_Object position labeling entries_
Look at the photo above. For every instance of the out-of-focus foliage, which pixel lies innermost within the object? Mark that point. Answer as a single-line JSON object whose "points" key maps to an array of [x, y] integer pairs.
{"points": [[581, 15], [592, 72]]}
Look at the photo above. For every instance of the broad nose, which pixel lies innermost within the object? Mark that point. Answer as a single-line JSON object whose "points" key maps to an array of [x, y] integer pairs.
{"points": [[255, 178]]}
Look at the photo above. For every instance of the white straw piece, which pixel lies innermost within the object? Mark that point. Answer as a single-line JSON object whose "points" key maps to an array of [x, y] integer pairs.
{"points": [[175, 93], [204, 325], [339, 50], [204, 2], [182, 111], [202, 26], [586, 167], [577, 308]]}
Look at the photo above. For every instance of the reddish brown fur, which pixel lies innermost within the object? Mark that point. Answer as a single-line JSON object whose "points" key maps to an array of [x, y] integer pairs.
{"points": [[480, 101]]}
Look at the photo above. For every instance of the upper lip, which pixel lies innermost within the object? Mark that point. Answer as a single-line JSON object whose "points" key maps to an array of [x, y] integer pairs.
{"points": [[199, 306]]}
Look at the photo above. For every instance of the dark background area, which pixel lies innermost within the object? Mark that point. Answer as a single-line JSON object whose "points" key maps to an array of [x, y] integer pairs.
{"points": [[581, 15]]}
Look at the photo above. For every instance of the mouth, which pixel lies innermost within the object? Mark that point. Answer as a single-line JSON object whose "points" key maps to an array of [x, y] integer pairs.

_Do this_
Copy out all the entries shown above, character for character.

_Completed exercise_
Look at the photo above. For every instance of the out-of-focus foliage, which pixel lies innermost within the object? Mark that point. Answer as a single-line JSON object whose "points" key maps to an array of [x, y] integer pairs.
{"points": [[581, 15], [592, 72]]}
Look at the photo above. For every instance of the broad nose, which pixel lies innermost within the object? Mark that point. Answer as a single-line JSON object whose "points" key maps to an array of [x, y] integer pairs.
{"points": [[255, 178]]}
Look at the photo above. For every instance of the white straw piece, which pixel lies innermost within the object? Mark that point. Answer as a single-line JSON object whose "points" key maps to an array of [x, y] integer pairs.
{"points": [[175, 93], [204, 325], [339, 50], [204, 2], [182, 111], [202, 26], [586, 167], [577, 308]]}
Look at the photo above. For every instance of the reddish brown fur, which pixel lies innermost within the object? Mark that point. Answer as a single-line JSON object whose "points" key maps to an array of [x, y] integer pairs.
{"points": [[480, 101]]}
Look at the photo above. For every instance of the upper lip, which pixel lies innermost within the object? Mark that point. Answer as a single-line JSON object whose "points" key maps to an array of [x, y] integer pairs.
{"points": [[199, 306]]}
Look at the photo above. For every instance of the dark background area, which pixel lies innermost within the object? Mark that point. Answer as a single-line JSON object whose "points" key maps to an array of [x, y] integer pairs.
{"points": [[581, 15]]}
Look at the photo above. For every instance of the mouth, which pixel lies innermost within the object? Mark that point. Answer as a single-line JSON object whose "points" key maps to an array of [x, y] integer pairs.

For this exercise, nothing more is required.